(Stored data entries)

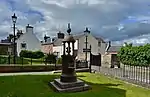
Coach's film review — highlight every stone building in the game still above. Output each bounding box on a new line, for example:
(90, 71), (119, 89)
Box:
(101, 41), (121, 68)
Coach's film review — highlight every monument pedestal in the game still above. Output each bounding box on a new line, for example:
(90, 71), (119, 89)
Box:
(50, 79), (91, 92)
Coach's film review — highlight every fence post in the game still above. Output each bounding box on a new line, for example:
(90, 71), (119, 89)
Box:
(146, 66), (148, 84)
(129, 65), (131, 79)
(137, 66), (139, 82)
(123, 64), (125, 77)
(31, 57), (32, 65)
(134, 65), (136, 82)
(8, 55), (10, 65)
(22, 57), (23, 66)
(140, 66), (142, 83)
(148, 66), (150, 84)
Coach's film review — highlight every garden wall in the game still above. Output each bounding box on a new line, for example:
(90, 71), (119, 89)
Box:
(0, 65), (61, 73)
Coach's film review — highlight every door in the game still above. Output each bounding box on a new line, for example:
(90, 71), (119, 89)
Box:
(90, 53), (101, 66)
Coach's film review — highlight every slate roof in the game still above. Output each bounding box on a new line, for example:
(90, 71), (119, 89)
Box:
(107, 46), (122, 52)
(44, 32), (105, 46)
(95, 37), (105, 43)
(53, 38), (63, 46)
(0, 42), (12, 45)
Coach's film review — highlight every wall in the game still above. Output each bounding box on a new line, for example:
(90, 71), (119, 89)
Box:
(77, 33), (104, 61)
(41, 44), (53, 54)
(53, 46), (63, 57)
(0, 65), (61, 73)
(100, 42), (107, 55)
(0, 44), (13, 55)
(101, 54), (111, 67)
(16, 31), (41, 56)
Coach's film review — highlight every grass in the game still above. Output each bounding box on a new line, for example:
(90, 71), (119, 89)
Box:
(0, 73), (150, 97)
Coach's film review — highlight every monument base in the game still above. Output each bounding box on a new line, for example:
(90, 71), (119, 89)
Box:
(49, 79), (91, 92)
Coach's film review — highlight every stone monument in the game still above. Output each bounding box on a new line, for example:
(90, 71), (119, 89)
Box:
(50, 23), (91, 92)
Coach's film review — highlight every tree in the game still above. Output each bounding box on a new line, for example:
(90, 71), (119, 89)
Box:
(117, 44), (150, 66)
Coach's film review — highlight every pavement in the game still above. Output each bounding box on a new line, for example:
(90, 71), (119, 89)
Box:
(0, 68), (89, 76)
(0, 71), (54, 76)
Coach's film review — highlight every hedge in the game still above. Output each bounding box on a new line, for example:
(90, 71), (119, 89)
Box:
(0, 56), (28, 64)
(44, 53), (57, 64)
(20, 50), (44, 59)
(117, 43), (150, 66)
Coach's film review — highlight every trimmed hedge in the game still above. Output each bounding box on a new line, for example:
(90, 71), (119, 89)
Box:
(0, 56), (28, 64)
(20, 50), (44, 59)
(117, 43), (150, 66)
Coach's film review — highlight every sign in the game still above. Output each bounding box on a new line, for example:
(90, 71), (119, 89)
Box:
(83, 48), (91, 52)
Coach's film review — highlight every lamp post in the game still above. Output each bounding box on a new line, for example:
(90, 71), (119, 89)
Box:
(84, 27), (90, 68)
(12, 13), (17, 64)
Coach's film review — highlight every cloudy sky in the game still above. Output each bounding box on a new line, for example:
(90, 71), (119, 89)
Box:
(1, 0), (150, 45)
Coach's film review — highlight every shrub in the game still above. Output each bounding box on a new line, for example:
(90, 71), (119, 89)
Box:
(56, 57), (62, 64)
(20, 50), (44, 59)
(45, 53), (56, 64)
(0, 56), (7, 64)
(0, 56), (28, 64)
(117, 43), (150, 66)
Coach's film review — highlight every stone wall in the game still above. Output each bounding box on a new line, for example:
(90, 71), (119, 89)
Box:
(101, 54), (111, 67)
(0, 65), (61, 73)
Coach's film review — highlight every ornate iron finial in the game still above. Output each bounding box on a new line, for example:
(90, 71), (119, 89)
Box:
(67, 23), (71, 35)
(84, 27), (90, 33)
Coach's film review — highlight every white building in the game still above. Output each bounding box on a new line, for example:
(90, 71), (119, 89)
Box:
(16, 24), (41, 56)
(50, 31), (106, 61)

- TASK TO CARRY OUT: Pull every line holding "building" out of the records.

- SOLUTION BELOW:
Coach's film review — highlight every stone building in the game still above. Output each bounding box on a new line, for example:
Coach's film review — highlight every white building in the game still above. Output each bounding box on a new line, for example:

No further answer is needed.